-------- Supplied passage

In an Argand diagram, the complex numbers $ 0, z, ze^{i\pi/6} $ are represented by the points O, A and B respectively.

i) Sketch a possible Argand diagram showing OAB. Show that the triangle is isoceles and state the size of the angle AOB.

(I was okay with this first bit)

ii) Complex numbers $1+i , 5+2i$ are represented by C and D. Complex number $w$ is represented by E such that $CD=CE$ and angle $DCE =\pi /6 $ .

Calculate possible values of $w$, giving answers exactly in form $a+bi$ .

What I attempted to do was to firstly draw the triangle out again, as it was similar to the first part. I then tried to treat C as the origin so worked out that $D= 4+i$ and $E= (a-1) + (b-1)i$.

----------------

- **Written instruction A**
In the Argand diagram post, what value did the writer work out for D after treating C as the origin?
- **Written instruction B**
Rewrite the Argand diagram post from "i) Sketch a" up to and including "(a-1) + (b-1)i$.", putting "shape" wherever "triangle" appears.
- **Written instruction C**
Carry the Argand diagram post forward from its final sentence.

-------- Information supplied

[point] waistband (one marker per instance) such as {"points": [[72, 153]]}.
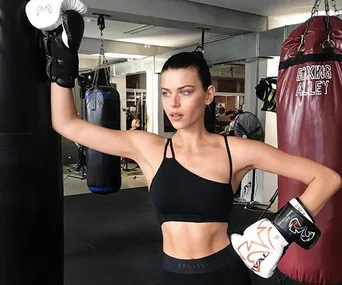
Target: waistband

----------------

- **Task output A**
D = 4 + i

- **Task output B**
i) Sketch a possible Argand diagram showing OAB. Show that the shape is isoceles and state the size of the angle AOB.

(I was okay with this first bit)

ii) Complex numbers $1+i , 5+2i$ are represented by C and D. Complex number $w$ is represented by E such that $CD=CE$ and angle $DCE =\pi /6 $ .

Calculate possible values of $w$, giving answers exactly in form $a+bi$ .

What I attempted to do was to firstly draw the shape out again, as it was similar to the first part. I then tried to treat C as the origin so worked out that $D= 4+i$ and $E= (a-1) + (b-1)i$.

- **Task output C**
I worked out the distance between $CD= \sqrt{17} $ so tried to do $\sqrt{(a-1)^{2} +(b-1)^{2} } =\sqrt{17} $ I then worked out that $tan^{-1}(1/4) $ to find the length of CD and added $\pi /6 $ to find the argument of E treating C as the origin. Then subbed in $b/a = tanANS $ and tried to solve simultaneously with my last equation.

This gave me the wrong answer. Is this approach invalid? How would I otherwise go about this problem? Thanks in advance for any advice, I reallly appreciate it! :)

edit complete workings

$$ tan^{-1} (1/4) = 0.2498\\ =\pi/6 =0.7686\\ argE =0.7686\\ b/a = tan0.7686\\ =0.9667, 2.5375\\ b= 0.9667a, 2.5475a\\ (0.997b-1)^{2} + (b-1)^{2} =17\\ $$

gave up here as the question says exact answers and by this point it looks like something has probably gone wrong.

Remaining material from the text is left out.